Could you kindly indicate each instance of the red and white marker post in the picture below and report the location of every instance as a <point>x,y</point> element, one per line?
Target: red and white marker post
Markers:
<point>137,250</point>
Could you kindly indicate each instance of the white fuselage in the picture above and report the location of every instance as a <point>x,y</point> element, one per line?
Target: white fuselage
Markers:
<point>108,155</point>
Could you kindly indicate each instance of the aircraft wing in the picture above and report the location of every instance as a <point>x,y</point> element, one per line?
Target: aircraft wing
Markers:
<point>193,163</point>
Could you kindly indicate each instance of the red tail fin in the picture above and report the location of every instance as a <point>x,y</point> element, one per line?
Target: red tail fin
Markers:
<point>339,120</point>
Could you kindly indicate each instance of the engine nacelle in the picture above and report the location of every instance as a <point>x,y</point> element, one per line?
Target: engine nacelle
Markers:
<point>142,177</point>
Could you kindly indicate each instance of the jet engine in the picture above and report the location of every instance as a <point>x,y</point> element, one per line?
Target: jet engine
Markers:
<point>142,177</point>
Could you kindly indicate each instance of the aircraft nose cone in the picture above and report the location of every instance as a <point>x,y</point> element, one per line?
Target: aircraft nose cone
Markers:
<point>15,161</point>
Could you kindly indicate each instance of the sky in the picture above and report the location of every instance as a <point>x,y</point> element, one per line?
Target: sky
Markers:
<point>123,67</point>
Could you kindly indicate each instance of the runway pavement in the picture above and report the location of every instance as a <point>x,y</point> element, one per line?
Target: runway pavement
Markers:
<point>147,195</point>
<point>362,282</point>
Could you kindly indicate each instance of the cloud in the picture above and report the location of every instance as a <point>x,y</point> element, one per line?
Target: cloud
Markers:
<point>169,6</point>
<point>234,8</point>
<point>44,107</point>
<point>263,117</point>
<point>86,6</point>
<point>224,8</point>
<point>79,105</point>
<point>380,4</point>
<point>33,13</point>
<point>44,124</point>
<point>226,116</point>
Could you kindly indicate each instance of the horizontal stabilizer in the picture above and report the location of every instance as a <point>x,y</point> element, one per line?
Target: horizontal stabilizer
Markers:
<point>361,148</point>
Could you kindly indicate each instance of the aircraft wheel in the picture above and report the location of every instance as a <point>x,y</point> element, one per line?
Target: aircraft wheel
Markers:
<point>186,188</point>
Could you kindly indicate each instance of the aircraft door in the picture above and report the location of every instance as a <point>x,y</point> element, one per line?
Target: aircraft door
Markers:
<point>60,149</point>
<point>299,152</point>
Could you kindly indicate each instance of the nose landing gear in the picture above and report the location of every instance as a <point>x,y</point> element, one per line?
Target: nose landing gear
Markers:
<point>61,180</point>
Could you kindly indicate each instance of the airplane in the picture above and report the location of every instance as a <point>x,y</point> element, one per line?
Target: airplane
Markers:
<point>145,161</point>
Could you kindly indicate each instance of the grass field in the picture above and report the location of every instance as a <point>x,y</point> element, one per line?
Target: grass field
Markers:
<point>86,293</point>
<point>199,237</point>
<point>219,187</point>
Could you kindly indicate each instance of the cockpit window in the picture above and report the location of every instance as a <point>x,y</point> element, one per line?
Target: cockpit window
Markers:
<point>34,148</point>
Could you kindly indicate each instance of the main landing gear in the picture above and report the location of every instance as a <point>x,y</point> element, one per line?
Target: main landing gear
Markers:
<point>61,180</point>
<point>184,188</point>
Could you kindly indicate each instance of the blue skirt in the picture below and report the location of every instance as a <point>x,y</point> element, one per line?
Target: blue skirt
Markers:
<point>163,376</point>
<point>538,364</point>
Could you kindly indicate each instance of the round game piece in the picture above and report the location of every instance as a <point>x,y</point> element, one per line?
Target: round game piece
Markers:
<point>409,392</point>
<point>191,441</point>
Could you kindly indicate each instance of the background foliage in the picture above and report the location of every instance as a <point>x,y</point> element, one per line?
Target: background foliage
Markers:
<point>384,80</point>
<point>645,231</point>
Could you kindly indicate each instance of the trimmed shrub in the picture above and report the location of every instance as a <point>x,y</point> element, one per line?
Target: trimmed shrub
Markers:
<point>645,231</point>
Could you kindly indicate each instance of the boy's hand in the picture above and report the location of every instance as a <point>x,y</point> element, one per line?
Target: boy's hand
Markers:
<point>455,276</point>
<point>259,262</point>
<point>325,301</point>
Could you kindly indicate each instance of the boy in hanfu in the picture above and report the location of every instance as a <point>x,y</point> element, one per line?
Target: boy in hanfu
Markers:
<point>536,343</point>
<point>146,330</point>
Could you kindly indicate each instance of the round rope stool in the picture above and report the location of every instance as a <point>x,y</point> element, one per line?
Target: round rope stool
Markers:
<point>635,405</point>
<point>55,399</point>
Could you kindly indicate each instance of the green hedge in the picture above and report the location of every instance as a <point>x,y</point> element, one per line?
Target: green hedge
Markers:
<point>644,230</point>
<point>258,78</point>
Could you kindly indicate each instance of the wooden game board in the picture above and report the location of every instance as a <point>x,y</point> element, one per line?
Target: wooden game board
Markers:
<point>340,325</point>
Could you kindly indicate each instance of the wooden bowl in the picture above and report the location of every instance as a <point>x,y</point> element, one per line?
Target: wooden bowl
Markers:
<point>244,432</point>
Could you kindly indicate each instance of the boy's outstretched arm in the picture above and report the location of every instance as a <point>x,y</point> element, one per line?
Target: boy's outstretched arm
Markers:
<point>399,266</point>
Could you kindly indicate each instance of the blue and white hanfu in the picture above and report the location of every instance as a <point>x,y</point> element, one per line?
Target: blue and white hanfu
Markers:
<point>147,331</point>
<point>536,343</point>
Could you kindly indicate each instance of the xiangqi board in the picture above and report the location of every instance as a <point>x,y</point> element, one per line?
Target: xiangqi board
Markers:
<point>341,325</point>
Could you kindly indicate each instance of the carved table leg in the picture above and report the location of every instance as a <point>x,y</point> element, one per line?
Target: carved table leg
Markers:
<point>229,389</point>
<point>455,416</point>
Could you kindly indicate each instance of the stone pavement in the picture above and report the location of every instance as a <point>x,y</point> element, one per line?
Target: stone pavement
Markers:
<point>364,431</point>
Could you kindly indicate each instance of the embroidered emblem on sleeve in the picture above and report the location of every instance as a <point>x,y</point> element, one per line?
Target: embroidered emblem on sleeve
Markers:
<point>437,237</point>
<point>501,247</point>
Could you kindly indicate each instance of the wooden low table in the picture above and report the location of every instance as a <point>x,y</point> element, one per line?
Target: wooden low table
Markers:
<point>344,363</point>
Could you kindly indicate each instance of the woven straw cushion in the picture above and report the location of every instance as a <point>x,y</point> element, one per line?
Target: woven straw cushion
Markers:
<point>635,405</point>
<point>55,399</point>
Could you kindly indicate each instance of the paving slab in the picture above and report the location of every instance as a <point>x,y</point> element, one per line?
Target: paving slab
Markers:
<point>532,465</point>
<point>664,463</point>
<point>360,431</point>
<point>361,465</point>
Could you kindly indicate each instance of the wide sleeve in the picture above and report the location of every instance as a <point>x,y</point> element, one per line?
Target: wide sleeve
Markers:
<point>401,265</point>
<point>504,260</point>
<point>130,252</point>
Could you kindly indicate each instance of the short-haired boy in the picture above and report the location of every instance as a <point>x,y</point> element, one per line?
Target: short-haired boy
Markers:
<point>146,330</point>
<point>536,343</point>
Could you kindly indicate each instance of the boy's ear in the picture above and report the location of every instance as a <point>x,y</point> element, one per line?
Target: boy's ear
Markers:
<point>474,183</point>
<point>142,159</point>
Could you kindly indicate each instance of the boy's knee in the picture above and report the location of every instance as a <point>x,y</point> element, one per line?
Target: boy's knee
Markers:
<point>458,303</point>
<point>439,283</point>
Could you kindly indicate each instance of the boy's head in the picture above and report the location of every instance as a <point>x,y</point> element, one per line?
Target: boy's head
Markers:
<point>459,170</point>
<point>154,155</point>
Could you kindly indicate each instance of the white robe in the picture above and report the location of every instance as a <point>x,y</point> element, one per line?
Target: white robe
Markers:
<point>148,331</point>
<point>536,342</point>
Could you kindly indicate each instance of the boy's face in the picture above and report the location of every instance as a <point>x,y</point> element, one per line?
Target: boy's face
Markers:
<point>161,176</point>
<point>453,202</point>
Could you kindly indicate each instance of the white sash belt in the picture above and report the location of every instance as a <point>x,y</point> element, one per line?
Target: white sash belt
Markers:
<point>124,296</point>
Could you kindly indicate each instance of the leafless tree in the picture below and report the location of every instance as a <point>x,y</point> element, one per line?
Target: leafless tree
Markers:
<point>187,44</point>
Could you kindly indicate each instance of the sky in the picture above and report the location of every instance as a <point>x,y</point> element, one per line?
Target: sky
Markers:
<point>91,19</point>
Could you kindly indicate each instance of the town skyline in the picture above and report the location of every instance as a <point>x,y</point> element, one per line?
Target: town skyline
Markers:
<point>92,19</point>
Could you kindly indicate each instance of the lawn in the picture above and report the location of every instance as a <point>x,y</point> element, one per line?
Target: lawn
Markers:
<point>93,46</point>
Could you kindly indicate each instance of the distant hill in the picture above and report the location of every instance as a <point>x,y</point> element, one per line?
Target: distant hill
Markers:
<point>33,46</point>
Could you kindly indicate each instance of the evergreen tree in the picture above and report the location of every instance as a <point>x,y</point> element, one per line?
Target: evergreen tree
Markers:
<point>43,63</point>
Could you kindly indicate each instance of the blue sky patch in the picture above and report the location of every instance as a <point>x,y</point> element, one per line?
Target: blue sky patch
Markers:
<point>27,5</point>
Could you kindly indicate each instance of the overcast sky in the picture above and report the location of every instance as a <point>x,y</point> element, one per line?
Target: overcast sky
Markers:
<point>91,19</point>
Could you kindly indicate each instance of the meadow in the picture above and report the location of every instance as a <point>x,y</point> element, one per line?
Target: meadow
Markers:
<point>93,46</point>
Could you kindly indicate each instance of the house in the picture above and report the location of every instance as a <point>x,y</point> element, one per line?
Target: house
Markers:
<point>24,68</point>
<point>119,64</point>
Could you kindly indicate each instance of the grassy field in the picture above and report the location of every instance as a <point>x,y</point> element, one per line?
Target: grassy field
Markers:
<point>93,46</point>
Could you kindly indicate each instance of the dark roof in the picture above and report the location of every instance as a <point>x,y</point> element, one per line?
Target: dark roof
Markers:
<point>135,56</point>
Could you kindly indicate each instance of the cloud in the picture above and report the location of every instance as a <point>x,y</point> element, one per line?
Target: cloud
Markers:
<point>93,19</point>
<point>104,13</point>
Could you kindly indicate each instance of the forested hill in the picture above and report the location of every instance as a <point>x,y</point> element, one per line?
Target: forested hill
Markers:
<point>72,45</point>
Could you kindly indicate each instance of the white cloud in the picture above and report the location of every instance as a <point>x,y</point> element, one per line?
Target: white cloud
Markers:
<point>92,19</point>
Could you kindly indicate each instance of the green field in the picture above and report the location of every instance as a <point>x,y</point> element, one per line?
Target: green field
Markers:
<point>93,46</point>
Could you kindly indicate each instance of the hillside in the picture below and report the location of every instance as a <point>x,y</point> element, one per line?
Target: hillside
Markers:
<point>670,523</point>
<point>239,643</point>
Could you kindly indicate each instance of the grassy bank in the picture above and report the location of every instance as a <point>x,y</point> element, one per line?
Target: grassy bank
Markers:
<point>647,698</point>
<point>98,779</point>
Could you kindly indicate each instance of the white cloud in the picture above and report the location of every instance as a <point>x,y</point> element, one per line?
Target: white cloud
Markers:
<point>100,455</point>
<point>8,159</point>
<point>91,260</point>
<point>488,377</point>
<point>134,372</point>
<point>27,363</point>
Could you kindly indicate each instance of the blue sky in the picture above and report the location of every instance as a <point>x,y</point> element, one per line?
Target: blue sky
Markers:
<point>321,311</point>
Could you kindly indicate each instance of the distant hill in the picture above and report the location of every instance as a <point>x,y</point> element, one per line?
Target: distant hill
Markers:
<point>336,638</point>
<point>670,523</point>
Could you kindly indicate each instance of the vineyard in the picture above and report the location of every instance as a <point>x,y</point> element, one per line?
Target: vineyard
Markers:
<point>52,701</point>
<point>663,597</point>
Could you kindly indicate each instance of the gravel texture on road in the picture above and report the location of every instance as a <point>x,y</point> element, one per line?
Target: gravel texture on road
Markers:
——————————
_WRITTEN REQUEST_.
Copy the records from the very start through the line that contains "<point>108,155</point>", and in those lines change every "Markers" to "Points", keeping everything else the same.

_REPLY_.
Could you kindly indicate each instance of the red and white marker post in the picture below and report the location of every instance as a <point>x,y</point> element, one per line?
Target: red and white marker post
Points:
<point>137,250</point>
Could you kindly indicate each instance of the white fuselage in the picture above and report the location of every instance as a <point>x,y</point> element, one per line?
Target: white fuselage
Points:
<point>108,155</point>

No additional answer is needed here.